> **PROBLEM DESCRIPTION**
Exactly reproduce the line that contains "Note to the class: find each instance of the rear side" and all lines after it in the entries below, through the very last line.
----- THE DATA
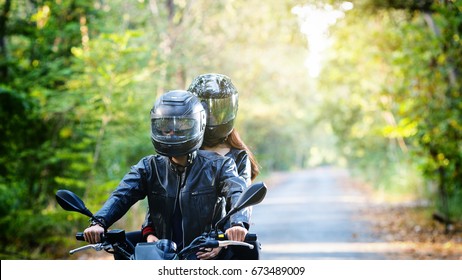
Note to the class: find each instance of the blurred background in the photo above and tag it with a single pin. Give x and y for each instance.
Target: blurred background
(369, 86)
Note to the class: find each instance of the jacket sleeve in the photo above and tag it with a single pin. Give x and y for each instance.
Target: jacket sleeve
(232, 185)
(131, 189)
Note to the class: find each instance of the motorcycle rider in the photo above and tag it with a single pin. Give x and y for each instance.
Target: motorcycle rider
(219, 97)
(181, 182)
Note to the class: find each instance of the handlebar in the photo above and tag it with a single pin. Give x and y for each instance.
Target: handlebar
(112, 240)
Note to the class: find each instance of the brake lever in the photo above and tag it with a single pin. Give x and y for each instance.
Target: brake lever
(225, 243)
(96, 247)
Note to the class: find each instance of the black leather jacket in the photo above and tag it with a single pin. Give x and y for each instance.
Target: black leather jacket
(210, 179)
(241, 158)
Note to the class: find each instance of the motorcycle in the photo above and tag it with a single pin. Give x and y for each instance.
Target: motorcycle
(115, 241)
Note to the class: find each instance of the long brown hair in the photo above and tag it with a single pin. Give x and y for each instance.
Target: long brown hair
(235, 141)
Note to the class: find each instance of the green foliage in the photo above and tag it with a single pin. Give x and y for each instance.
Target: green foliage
(399, 91)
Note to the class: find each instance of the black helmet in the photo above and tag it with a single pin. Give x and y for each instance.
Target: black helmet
(220, 99)
(177, 123)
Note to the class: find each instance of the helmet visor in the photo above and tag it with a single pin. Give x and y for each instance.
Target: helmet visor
(175, 129)
(220, 110)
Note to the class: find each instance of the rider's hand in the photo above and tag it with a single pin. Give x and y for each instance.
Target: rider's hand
(236, 233)
(152, 238)
(207, 255)
(93, 234)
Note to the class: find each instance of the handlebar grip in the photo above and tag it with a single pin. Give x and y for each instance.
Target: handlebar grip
(249, 237)
(79, 236)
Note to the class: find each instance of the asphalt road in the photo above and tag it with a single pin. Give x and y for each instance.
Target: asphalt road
(315, 215)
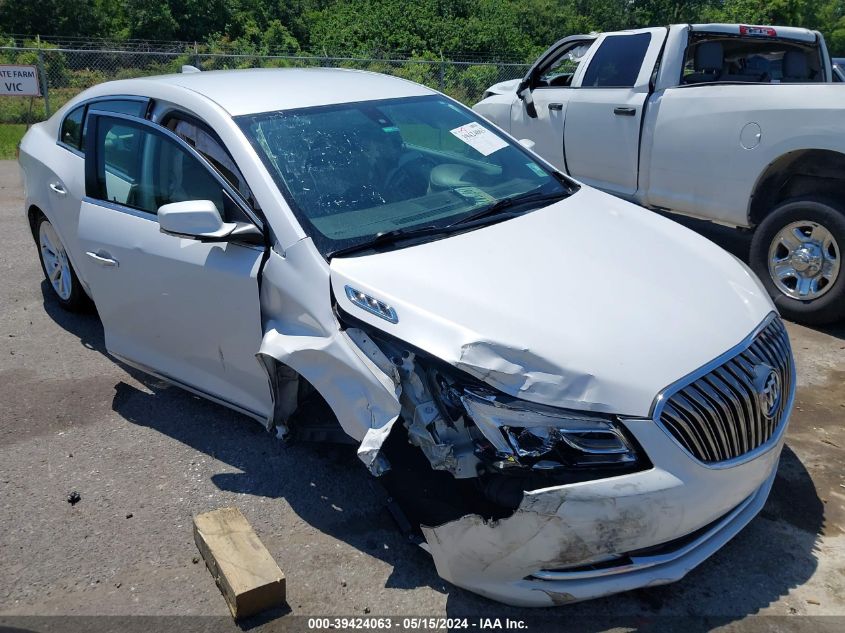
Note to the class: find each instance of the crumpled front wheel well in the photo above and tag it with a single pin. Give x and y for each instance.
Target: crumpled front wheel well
(33, 214)
(300, 412)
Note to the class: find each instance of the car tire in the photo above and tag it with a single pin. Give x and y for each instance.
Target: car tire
(797, 253)
(58, 271)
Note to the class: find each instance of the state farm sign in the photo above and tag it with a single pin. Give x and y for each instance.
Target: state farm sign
(19, 81)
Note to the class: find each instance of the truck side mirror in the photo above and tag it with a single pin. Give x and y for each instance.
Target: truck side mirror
(524, 94)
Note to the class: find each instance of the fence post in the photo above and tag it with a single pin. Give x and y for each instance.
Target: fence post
(442, 79)
(44, 83)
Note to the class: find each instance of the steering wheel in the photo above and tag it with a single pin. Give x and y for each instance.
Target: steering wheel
(409, 176)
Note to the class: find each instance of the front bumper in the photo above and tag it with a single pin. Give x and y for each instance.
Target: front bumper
(555, 548)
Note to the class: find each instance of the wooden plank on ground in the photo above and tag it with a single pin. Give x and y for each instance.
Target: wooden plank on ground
(247, 575)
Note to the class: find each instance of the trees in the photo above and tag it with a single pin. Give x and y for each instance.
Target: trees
(503, 28)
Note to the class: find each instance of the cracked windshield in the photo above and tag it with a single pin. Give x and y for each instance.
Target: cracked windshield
(355, 171)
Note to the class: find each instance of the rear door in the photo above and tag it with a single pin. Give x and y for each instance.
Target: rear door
(181, 308)
(605, 113)
(540, 115)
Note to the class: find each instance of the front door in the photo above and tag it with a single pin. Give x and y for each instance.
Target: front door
(540, 114)
(181, 308)
(604, 116)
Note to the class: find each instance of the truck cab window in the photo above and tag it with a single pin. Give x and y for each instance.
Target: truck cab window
(617, 62)
(561, 69)
(711, 58)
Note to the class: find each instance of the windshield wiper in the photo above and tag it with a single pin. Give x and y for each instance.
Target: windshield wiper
(389, 237)
(509, 203)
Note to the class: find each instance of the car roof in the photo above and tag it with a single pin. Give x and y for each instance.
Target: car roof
(256, 90)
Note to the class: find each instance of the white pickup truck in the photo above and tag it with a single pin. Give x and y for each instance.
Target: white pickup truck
(740, 125)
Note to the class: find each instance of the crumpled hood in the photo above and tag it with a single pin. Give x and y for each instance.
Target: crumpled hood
(590, 303)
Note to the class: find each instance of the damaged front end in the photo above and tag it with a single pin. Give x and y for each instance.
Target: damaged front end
(467, 428)
(534, 505)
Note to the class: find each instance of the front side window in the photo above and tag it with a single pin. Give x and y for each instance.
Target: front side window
(144, 170)
(357, 170)
(197, 136)
(71, 134)
(560, 71)
(617, 62)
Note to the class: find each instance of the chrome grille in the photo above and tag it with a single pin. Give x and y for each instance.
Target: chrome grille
(733, 409)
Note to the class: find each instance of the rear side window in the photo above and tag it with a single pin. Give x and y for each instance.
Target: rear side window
(72, 128)
(144, 170)
(617, 62)
(713, 58)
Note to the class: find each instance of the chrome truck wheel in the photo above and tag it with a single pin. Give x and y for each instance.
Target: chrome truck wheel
(797, 253)
(804, 260)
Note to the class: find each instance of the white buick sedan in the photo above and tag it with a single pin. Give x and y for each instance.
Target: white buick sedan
----------
> **FINAL RESULT**
Note to the class: find each instance of the rear side window in the photo above and tag it with a single pin. Give x and y for each instance.
Target: rear side window
(72, 128)
(144, 170)
(617, 62)
(713, 58)
Note to the class: find each instance of the chrome truck wheel in the photo above and tag it with a single pin. Give x and y for each instance.
Target: chrome truck wheel
(797, 253)
(804, 260)
Note to the class: find each instance of the white buick sedan in the photo above and tag it with a single pin. Give x and y for each instance.
Target: white buick sedan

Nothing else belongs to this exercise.